__Extract provided__
📝 Exercise M1.02

📝 Exercise M1.02#

The goal of this exercise is to fit a similar model as in the previous notebook to get familiar with manipulating scikit-learn objects and in particular the .fit/.predict/.score API.

Let’s load the adult census dataset with only numerical variables

import pandas as pd

adult_census = pd.read_csv("../datasets/adult-census-numeric.csv")
data = adult_census.drop(columns="class")
target = adult_census["class"]

In the previous notebook we used model = KNeighborsClassifier(). All scikit-learn models can be created without arguments. This is convenient because it means that you don’t need to understand the full details of a model before starting to use it.

One of the KNeighborsClassifier parameters is n_neighbors. It controls the number of neighbors we are going to use to make a prediction for a new data point.

What is the default value of the n_neighbors parameter?

Hint: Look at the documentation on the scikit-learn website or directly access the description inside your notebook by running the following cell. This opens a pager pointing to the documentation.

__Excerpted data__
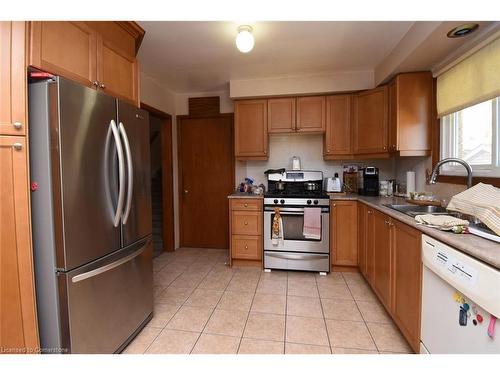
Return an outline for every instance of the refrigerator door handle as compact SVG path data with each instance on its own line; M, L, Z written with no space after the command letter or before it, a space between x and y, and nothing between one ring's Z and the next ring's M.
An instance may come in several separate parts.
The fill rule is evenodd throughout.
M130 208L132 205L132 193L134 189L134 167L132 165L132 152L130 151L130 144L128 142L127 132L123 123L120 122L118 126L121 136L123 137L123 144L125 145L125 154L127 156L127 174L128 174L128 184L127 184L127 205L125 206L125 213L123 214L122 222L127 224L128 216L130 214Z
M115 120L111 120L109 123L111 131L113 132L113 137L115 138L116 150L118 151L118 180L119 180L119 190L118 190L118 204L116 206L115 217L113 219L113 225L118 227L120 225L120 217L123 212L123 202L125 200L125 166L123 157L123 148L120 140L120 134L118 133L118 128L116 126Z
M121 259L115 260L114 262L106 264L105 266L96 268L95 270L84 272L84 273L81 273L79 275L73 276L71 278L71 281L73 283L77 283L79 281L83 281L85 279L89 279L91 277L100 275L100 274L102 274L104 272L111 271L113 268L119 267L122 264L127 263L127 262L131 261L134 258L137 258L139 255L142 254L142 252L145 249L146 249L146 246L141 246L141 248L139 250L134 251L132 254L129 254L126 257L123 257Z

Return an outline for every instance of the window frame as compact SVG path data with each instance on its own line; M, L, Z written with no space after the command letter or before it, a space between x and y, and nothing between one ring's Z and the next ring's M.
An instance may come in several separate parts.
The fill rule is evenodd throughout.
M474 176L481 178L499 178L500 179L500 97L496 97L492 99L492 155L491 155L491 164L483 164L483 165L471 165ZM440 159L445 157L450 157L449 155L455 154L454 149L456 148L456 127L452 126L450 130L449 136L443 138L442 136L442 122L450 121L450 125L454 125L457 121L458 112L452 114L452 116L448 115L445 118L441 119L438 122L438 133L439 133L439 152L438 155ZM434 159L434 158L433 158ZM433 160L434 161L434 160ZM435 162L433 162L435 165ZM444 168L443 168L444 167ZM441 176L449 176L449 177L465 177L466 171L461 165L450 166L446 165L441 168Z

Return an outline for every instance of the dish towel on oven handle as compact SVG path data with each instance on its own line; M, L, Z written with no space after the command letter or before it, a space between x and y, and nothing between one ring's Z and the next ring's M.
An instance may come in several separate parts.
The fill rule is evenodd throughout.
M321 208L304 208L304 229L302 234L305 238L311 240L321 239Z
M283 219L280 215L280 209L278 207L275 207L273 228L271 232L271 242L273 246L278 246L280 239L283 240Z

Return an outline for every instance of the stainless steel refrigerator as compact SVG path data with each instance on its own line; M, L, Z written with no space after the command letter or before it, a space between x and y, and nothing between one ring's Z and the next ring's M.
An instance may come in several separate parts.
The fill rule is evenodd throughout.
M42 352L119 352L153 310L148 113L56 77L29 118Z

...

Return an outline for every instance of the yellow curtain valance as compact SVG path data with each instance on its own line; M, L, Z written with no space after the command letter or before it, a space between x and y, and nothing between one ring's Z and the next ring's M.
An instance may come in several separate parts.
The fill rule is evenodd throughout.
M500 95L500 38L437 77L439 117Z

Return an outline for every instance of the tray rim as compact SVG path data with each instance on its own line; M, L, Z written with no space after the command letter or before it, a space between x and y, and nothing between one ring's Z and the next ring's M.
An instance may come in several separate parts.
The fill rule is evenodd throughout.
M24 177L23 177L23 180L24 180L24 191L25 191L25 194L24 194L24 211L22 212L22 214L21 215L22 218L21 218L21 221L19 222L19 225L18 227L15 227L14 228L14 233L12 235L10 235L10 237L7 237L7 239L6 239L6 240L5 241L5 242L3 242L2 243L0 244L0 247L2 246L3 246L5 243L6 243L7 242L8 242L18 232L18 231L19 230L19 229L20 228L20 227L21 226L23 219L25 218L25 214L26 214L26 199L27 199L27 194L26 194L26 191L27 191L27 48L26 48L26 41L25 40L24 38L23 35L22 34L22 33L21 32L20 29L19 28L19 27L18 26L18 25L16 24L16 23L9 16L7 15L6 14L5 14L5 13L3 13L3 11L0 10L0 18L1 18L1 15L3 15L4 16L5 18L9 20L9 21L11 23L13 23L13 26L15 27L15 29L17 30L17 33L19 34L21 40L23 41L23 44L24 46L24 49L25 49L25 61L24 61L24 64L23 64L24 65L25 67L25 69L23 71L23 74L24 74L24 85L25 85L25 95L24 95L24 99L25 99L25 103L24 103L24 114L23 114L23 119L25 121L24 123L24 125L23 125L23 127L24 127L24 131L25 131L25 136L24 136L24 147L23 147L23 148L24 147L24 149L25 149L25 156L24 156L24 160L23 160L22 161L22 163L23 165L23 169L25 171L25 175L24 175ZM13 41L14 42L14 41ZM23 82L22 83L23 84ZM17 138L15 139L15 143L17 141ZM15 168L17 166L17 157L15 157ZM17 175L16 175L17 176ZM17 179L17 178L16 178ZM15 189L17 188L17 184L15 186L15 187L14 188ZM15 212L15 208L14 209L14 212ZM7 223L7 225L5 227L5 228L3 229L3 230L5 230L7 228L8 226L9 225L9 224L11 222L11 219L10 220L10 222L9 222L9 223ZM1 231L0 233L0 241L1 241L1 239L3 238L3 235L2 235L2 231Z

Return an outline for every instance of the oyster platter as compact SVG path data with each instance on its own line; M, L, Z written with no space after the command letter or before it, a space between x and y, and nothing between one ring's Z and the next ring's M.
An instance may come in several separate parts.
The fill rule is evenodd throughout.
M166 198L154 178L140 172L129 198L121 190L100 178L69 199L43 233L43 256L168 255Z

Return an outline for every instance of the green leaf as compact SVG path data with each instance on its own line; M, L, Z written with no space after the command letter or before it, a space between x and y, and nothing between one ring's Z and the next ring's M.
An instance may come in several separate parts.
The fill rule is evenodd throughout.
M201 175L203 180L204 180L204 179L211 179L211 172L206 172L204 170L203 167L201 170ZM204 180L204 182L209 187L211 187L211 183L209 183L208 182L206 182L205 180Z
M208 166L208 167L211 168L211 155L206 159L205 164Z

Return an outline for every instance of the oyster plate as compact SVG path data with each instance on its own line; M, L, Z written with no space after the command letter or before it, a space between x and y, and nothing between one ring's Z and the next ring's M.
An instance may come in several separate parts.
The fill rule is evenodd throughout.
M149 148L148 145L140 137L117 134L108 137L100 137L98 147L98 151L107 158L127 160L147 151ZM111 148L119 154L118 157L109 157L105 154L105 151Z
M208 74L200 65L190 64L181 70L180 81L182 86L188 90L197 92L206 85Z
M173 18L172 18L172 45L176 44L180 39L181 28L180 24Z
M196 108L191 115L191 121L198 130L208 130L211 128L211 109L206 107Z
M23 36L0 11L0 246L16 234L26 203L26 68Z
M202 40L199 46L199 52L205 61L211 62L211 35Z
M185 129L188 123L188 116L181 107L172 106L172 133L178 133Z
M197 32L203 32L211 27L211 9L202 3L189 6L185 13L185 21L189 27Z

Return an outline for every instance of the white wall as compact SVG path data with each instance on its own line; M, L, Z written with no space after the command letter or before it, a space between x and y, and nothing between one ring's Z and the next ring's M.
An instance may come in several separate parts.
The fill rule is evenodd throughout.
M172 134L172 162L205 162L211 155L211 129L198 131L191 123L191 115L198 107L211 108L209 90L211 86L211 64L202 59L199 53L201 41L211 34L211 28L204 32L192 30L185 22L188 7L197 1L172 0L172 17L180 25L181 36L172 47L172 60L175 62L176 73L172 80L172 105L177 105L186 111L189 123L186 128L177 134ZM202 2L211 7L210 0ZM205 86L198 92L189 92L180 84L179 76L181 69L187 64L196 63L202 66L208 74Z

* * *

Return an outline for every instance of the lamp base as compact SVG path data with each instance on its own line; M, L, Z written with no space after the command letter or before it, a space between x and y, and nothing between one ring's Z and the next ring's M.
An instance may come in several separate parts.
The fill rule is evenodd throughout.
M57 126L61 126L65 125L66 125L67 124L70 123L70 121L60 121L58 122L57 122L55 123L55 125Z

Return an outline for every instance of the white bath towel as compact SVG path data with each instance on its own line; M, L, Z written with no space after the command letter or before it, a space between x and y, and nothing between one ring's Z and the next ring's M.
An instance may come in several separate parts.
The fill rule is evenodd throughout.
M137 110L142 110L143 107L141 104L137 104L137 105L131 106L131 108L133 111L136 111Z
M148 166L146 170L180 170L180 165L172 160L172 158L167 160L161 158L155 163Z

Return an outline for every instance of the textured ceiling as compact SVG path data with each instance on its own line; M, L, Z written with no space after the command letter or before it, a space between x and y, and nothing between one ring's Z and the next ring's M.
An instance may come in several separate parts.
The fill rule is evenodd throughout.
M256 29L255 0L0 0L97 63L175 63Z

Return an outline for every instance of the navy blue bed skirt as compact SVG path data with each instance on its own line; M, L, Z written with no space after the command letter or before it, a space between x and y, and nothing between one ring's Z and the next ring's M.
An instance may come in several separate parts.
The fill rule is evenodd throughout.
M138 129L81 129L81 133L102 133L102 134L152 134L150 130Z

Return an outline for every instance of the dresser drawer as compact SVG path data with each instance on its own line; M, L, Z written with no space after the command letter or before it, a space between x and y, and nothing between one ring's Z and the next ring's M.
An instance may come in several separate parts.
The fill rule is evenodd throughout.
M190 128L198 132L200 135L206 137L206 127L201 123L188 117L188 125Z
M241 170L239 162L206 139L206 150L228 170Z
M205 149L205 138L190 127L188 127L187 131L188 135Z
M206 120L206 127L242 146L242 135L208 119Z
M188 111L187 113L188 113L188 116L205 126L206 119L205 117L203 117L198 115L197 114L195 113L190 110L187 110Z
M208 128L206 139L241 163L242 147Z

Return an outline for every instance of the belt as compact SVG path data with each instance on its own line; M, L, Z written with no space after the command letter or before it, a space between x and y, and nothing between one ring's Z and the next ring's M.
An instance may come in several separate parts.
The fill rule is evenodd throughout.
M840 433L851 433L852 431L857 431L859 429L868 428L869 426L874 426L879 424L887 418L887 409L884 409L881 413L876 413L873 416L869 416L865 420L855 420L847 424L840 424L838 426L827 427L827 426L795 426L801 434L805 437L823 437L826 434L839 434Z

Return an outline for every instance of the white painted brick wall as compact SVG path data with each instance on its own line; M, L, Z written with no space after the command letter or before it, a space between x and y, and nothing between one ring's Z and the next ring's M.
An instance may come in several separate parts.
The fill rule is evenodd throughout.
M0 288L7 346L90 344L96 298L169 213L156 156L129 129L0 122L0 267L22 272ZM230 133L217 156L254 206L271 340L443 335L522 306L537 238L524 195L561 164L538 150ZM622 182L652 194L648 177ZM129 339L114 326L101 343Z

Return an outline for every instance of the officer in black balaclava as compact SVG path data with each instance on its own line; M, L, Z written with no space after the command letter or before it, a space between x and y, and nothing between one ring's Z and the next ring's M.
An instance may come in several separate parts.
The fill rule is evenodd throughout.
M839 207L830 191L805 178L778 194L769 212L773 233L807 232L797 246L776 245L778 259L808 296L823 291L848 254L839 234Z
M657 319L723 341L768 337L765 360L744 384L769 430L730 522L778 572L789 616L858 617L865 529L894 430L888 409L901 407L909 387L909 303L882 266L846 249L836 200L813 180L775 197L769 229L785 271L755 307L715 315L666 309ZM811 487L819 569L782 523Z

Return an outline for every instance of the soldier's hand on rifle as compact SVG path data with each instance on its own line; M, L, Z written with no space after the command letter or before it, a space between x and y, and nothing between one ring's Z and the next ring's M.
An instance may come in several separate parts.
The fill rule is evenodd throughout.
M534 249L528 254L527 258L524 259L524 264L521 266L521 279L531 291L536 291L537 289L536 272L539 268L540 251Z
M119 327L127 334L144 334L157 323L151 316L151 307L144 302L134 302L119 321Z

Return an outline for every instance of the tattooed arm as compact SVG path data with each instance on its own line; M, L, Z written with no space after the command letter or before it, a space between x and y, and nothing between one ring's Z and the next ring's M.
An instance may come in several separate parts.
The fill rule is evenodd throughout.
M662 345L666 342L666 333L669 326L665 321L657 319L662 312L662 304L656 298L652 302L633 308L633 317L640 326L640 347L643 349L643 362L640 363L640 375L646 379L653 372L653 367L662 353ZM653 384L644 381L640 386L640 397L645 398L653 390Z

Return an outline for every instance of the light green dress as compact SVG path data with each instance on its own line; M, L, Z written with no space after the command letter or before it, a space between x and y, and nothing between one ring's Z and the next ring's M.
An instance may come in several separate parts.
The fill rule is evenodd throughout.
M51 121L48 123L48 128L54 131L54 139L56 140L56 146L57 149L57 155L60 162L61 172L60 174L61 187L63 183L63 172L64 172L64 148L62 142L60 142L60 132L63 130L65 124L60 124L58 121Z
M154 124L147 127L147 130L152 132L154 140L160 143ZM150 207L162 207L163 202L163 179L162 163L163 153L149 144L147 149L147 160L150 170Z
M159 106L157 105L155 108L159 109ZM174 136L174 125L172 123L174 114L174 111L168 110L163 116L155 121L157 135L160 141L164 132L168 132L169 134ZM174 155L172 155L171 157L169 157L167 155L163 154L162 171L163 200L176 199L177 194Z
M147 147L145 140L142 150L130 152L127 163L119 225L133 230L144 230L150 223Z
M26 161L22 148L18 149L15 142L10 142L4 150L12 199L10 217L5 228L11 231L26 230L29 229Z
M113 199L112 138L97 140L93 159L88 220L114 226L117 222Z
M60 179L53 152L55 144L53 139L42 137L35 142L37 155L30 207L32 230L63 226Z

__Objective 1__
Repeat word for word the stretch of the scikit-learn exercise from "import pandas as" through "the n_neighbors parameter?".
__Objective 2__
Write what comes next in the scikit-learn exercise, picking up right after its final sentence.
The records can be left aside here.

__Expected answer 1__
import pandas as pd

adult_census = pd.read_csv("../datasets/adult-census-numeric.csv")
data = adult_census.drop(columns="class")
target = adult_census["class"]

In the previous notebook we used model = KNeighborsClassifier(). All scikit-learn models can be created without arguments. This is convenient because it means that you don’t need to understand the full details of a model before starting to use it.

One of the KNeighborsClassifier parameters is n_neighbors. It controls the number of neighbors we are going to use to make a prediction for a new data point.

What is the default value of the n_neighbors parameter?

__Expected answer 2__
from sklearn.neighbors import KNeighborsClassifier

KNeighborsClassifier?

Create a KNeighborsClassifier model with n_neighbors=50

# Write your code here.

Fit this model on the data and target loaded above

# Write your code here.

Use your model to make predictions on the first 10 data points inside the data. Do they match the actual target values?

# Write your code here.

Compute the accuracy on the training data.

# Write your code here.

Now load the test data from "../datasets/adult-census-numeric-test.csv" and compute the accuracy on the test data.

# Write your code here.